### Task
In the forum post below about the noindex tag, condense the paragraph beginning "I need to exclude common parts" into one shorter sentence that keeps its main facts.

### Excerpt to read
0

A website I am working on uses Adobe Search&Promote (SP) as it's internal website indexing and searching tool.

I need to exclude common parts of each web page from being indexed by SP (such as the header, nav, footer) because they are the same on every single page.

SP's documentation states the following:

"To prevent parts of individual web pages from being searched, you can exclude portions of a page from indexing. Surround the text with <noindex> and </noindex> tags. This method is useful if you want to exclude navigation text from searches."

Of course, <noindex>, is not a standard HTML tag/element.

Is there javascript or something I should be doing to register/create this fake tag in browsers so I don't have to worry about any strange behavior as a result of having a non-standard HTML tag just hanging out in my code? Or should I just not care because browsers will ignore this non-existent element?

Note: There is absolutely no styling that needs to be done on this <noindex> element. It simply needs to wrap around content in the HTML.

### Supplied entries

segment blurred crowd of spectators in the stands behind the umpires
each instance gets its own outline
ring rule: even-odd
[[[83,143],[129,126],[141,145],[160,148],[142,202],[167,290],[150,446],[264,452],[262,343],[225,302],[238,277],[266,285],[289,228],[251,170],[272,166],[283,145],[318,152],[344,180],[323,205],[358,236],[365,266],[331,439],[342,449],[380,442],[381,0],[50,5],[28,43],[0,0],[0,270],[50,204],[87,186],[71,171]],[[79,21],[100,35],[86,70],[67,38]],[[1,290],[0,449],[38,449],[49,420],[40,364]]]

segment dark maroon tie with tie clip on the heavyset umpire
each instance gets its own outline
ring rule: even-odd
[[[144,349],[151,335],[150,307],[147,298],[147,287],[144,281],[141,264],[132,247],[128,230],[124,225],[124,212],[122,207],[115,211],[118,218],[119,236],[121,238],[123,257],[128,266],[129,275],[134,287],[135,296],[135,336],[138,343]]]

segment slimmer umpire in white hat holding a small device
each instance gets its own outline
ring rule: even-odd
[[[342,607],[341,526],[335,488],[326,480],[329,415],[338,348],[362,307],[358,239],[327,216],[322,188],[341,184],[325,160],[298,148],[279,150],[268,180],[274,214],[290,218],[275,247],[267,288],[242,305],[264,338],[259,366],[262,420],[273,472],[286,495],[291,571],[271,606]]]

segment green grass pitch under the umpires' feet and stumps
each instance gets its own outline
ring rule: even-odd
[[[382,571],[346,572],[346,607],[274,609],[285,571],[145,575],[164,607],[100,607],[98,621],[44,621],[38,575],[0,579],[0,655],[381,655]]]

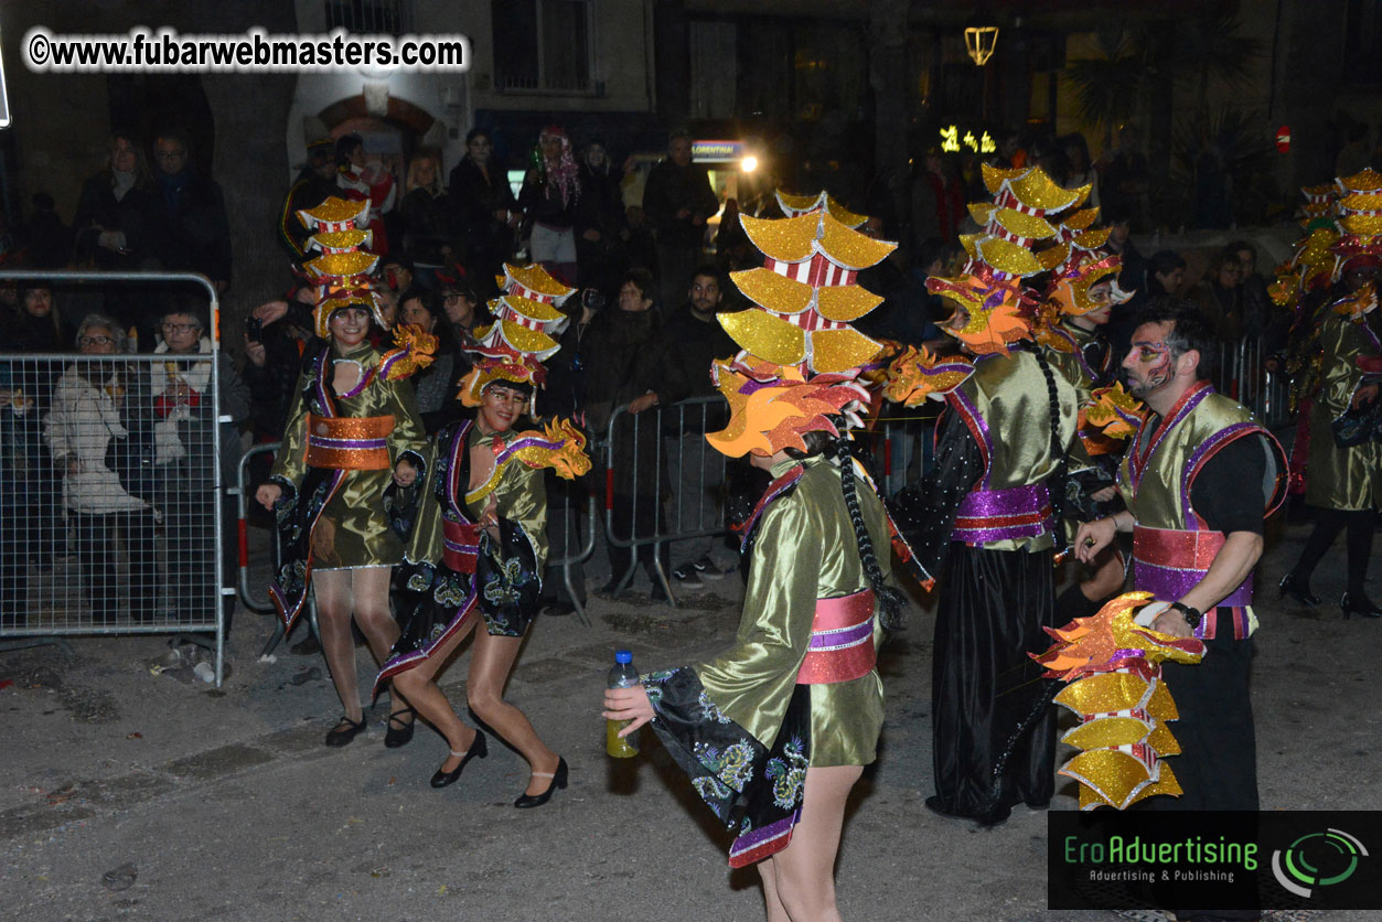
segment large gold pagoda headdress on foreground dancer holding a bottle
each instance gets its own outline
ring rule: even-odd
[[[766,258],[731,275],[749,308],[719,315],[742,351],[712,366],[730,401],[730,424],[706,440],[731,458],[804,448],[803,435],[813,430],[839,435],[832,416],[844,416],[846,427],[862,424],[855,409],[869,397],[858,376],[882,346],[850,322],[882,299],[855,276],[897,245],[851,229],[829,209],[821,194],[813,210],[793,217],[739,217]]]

* * *

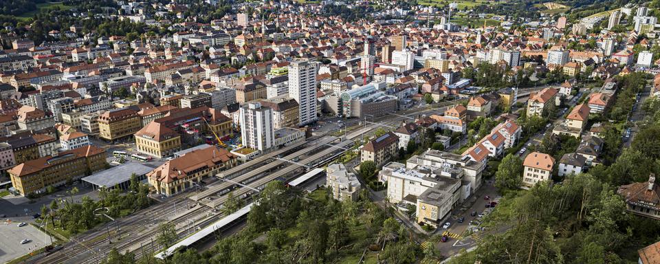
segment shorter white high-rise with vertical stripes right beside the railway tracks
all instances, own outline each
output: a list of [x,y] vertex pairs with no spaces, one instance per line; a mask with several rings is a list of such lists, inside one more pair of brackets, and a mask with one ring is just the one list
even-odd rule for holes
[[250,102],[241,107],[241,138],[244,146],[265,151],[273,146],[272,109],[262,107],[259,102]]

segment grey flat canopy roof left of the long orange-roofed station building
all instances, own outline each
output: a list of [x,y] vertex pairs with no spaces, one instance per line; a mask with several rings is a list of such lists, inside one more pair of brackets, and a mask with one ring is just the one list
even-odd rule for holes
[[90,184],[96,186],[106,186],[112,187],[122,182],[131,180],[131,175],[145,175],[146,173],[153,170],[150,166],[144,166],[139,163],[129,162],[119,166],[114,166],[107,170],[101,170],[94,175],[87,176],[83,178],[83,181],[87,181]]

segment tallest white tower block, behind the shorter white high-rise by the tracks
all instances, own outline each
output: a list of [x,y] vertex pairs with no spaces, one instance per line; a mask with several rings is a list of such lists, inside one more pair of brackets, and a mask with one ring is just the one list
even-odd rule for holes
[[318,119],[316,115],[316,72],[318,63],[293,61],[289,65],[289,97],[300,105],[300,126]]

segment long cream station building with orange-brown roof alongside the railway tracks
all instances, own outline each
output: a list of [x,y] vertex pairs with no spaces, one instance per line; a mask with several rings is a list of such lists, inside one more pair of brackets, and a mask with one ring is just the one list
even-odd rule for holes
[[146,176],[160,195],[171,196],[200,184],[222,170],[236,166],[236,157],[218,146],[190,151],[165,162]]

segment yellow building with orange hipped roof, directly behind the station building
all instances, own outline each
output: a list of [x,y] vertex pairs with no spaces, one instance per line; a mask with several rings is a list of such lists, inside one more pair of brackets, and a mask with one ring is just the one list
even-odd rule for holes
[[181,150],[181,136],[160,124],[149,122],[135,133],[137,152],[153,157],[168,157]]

* * *

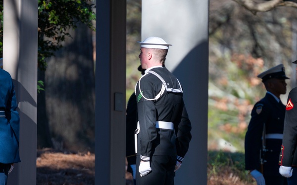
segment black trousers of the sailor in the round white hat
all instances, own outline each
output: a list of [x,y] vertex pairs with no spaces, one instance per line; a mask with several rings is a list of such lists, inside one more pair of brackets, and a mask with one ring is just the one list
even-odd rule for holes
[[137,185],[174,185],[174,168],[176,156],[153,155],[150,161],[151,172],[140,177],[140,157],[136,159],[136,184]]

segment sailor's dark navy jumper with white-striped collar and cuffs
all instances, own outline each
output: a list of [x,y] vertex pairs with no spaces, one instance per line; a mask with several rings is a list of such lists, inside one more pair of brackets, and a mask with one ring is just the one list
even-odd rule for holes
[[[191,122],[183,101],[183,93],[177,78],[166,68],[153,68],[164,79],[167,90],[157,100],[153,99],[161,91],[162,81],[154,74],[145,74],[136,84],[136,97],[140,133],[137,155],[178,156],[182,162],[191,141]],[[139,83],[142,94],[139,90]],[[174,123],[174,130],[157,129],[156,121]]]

### Final answer
Because the header, navigation, and footer are identical on every page, they must be kept out of SP's index.